YOUR INSTRUCTIONS: Give back the full data, unchanged and complete.

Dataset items
........

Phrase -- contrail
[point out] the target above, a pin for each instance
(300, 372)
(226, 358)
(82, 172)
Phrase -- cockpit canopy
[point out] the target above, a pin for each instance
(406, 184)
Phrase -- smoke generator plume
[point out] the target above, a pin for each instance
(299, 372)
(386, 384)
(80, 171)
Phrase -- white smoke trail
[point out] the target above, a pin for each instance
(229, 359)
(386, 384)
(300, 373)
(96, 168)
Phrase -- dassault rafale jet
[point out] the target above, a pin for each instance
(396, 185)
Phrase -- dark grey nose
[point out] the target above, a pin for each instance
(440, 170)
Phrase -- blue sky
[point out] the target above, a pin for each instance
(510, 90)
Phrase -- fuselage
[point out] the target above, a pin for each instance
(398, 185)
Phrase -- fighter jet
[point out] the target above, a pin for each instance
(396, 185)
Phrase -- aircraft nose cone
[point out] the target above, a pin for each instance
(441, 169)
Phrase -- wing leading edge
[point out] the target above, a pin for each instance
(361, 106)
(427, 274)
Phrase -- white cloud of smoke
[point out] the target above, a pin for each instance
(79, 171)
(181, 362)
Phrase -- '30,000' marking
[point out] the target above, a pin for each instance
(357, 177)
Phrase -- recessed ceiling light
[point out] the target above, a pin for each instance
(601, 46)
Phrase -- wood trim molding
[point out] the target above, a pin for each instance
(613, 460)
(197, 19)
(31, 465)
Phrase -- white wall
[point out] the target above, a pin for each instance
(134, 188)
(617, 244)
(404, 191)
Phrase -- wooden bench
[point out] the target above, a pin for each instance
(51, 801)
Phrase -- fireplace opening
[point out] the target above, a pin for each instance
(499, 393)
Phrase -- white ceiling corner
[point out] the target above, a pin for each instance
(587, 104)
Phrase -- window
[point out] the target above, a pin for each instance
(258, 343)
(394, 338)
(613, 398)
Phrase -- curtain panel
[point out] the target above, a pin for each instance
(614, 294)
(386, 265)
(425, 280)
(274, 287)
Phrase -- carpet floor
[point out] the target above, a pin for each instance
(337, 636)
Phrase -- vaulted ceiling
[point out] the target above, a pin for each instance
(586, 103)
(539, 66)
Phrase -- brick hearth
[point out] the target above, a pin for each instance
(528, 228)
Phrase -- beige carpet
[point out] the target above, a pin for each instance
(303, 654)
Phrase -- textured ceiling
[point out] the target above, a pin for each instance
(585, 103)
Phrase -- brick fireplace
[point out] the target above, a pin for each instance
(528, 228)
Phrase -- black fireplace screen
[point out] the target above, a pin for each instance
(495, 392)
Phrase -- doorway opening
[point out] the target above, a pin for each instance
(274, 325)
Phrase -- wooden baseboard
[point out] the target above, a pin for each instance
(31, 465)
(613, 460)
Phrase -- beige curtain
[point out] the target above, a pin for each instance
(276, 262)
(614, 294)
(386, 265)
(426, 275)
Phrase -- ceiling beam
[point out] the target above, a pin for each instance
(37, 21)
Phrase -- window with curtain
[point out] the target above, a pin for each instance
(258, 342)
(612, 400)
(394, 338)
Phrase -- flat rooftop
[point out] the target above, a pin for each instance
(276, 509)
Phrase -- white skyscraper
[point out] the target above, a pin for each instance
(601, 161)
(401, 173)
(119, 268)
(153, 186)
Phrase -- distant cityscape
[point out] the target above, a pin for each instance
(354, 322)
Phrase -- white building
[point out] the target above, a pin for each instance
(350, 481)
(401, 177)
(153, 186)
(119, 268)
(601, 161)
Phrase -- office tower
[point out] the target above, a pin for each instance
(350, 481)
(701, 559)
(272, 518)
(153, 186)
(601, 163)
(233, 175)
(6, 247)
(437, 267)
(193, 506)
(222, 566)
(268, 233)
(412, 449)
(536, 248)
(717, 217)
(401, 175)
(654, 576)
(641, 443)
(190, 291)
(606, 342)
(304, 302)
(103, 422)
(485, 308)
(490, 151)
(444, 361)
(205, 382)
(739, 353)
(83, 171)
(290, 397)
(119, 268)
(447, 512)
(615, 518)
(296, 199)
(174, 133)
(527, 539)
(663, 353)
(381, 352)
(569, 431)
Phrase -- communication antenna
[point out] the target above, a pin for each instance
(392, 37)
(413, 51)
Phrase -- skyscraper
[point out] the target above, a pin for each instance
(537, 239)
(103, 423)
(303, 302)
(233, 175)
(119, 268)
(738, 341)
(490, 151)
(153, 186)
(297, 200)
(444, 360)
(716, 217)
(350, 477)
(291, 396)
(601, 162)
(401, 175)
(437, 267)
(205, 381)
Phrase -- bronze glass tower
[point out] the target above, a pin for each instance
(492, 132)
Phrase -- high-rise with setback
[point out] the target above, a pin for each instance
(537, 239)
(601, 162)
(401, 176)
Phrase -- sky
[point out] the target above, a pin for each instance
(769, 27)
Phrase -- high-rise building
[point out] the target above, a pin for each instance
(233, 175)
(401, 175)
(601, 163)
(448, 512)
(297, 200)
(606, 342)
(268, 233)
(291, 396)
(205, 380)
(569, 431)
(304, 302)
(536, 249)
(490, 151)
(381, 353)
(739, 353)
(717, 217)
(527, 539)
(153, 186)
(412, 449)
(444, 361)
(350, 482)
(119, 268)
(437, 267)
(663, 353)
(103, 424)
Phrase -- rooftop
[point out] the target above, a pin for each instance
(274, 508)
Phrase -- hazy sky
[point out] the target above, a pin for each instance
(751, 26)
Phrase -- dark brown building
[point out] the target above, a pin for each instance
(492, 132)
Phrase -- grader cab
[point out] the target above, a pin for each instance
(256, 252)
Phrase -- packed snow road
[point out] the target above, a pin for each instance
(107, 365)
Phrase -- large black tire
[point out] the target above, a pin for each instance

........

REPLY TO THE TASK:
Phrase -- contrail
[point out] the target above, a pin for each instance
(300, 372)
(226, 358)
(82, 172)
Phrase -- cockpit canopy
[point out] the target above, a pin for each instance
(406, 184)
Phrase -- smoke generator plume
[point out] the target above, a pin for each instance
(299, 372)
(386, 384)
(80, 171)
Phrase -- white smoke trail
[point out] the target above, a pin for each instance
(229, 359)
(386, 384)
(300, 373)
(96, 168)
Phrase -- dassault rafale jet
[point out] the target above, a pin for each instance
(396, 185)
Phrase -- dark grey nose
[point out] the target above, a pin for each instance
(440, 170)
Phrase -- blue sky
[point out] the target above, a pin for each instance
(510, 90)
Phrase -- fuselage
[point out] the target above, a pin for each instance
(398, 185)
Phrase -- fighter jet
[point out] the target above, a pin for each instance
(396, 185)
Phrase -- aircraft nose cone
[point out] the target above, a pin for each instance
(441, 169)
Phrase -- wing leading edge
[point out] the target above, a pin for each instance
(361, 106)
(427, 274)
Phrase -- white cloud of smoke
[point out] the target above, a pin for each instance
(79, 171)
(181, 362)
Phrase -- '30,000' marking
[point out] the target above, a pin for each instance
(357, 177)
Phrase -- recessed ceiling light
[point out] the target above, a pin for each instance
(601, 46)
Phrase -- wood trim molding
[point out] the target above, a pin for each instance
(613, 460)
(197, 19)
(31, 465)
Phrase -- white wall
[point out] the target above, a pin for each instance
(134, 188)
(617, 244)
(404, 191)
Phrase -- wooden bench
[point out] the target above, a pin for each instance
(51, 801)
Phrase -- fireplace opening
[point out] the target above, a pin for each instance
(499, 393)
Phrase -- white ceiling corner
[point out] the target above, a pin for each instance
(587, 104)
Phrase -- window
[point out] the target above, a pin for each instance
(258, 343)
(394, 338)
(613, 398)
Phrase -- curtain panel
[point out] the target above, a pin for each instance
(614, 294)
(386, 265)
(425, 280)
(274, 287)
Phrase -- carpet floor
[point out] the target above, a pin for each instance
(337, 636)
Phrase -- vaulted ceiling
[point out] the target above, a pin for each instance
(586, 103)
(539, 66)
Phrase -- brick hearth
[point out] the target above, a pin for each instance
(528, 228)
Phrase -- beige carpet
[point out] the target above, a pin for each instance
(303, 654)
Phrase -- textured ceiling
[point out] the target above, a pin for each instance
(585, 103)
Phrase -- brick fireplace
[point out] the target above, a pin for each instance
(528, 228)
Phrase -- black fireplace screen
[point out] the target above, a pin for each instance
(495, 392)
Phrase -- doorway opening
[point out] the target above, a pin for each instance
(274, 325)
Phrase -- wooden baseboard
[point out] the target above, a pin for each instance
(31, 465)
(613, 460)
Phrase -- beige curtain
[point out] the target above, a pin for each instance
(276, 262)
(614, 294)
(386, 265)
(426, 275)
Phrase -- ceiling beam
[point out] the target above, a pin for each instance
(37, 21)
Phrase -- window with curtain
[point out] the target above, a pin for each instance
(258, 342)
(612, 400)
(394, 338)
Phrase -- flat rooftop
[point out] the target above, a pin for each instance
(276, 509)
Phrase -- white skyscraper
[point out] the target above, a pin for each instance
(601, 161)
(401, 173)
(119, 268)
(153, 186)
Phrase -- distant cityscape
[point out] the target above, a pin for each instance
(354, 322)
Phrase -- white building
[point out] the target above, a pin for each instance
(350, 481)
(401, 177)
(153, 186)
(119, 268)
(601, 161)
Phrase -- office tower
[point out] the target above, a pin for each instance
(350, 481)
(701, 559)
(272, 518)
(153, 186)
(601, 163)
(233, 175)
(6, 247)
(437, 267)
(193, 506)
(222, 566)
(268, 233)
(412, 449)
(536, 248)
(717, 217)
(401, 175)
(654, 576)
(641, 443)
(190, 291)
(606, 342)
(304, 302)
(103, 422)
(485, 308)
(490, 151)
(444, 361)
(205, 382)
(739, 353)
(83, 171)
(290, 397)
(119, 268)
(447, 512)
(615, 518)
(296, 199)
(174, 133)
(527, 539)
(663, 353)
(381, 352)
(569, 431)
Phrase -- communication antenna
[point out] the target above, a pin for each instance
(392, 37)
(413, 51)
Phrase -- skyscraper
[point out] the target above, a pin for each instance
(537, 239)
(103, 423)
(303, 302)
(233, 175)
(119, 268)
(738, 341)
(490, 151)
(153, 186)
(297, 200)
(444, 360)
(716, 217)
(350, 477)
(291, 396)
(601, 162)
(401, 175)
(437, 267)
(205, 381)
Phrase -- bronze glass tower
[point out] the target above, a pin for each instance
(492, 132)
Phrase -- high-rise with setback
[point out] the target above, a pin for each instance
(537, 239)
(601, 162)
(401, 176)
Phrase -- sky
[point out] the target above, a pin for each instance
(769, 27)
Phrase -- high-rise building
[point out] the target above, a pin for each instance
(233, 175)
(401, 175)
(601, 163)
(448, 512)
(297, 200)
(606, 342)
(268, 233)
(291, 396)
(205, 380)
(569, 431)
(304, 302)
(536, 249)
(490, 151)
(381, 353)
(739, 353)
(717, 217)
(527, 539)
(153, 186)
(412, 449)
(444, 361)
(350, 482)
(119, 268)
(437, 267)
(663, 353)
(103, 424)
Phrase -- rooftop
[point out] the target above, a pin for each instance
(274, 508)
Phrase -- hazy sky
[point out] the target above, a pin for each instance
(751, 26)
Phrase -- dark brown building
[point out] the target above, a pin for each instance
(492, 132)
Phrase -- grader cab
[point out] the target above, a pin for each instance
(256, 252)
Phrase -- packed snow road
[point out] the target above, a pin for each instance
(107, 365)
Phrase -- large black tire
[point out] the target above, a pin for each instance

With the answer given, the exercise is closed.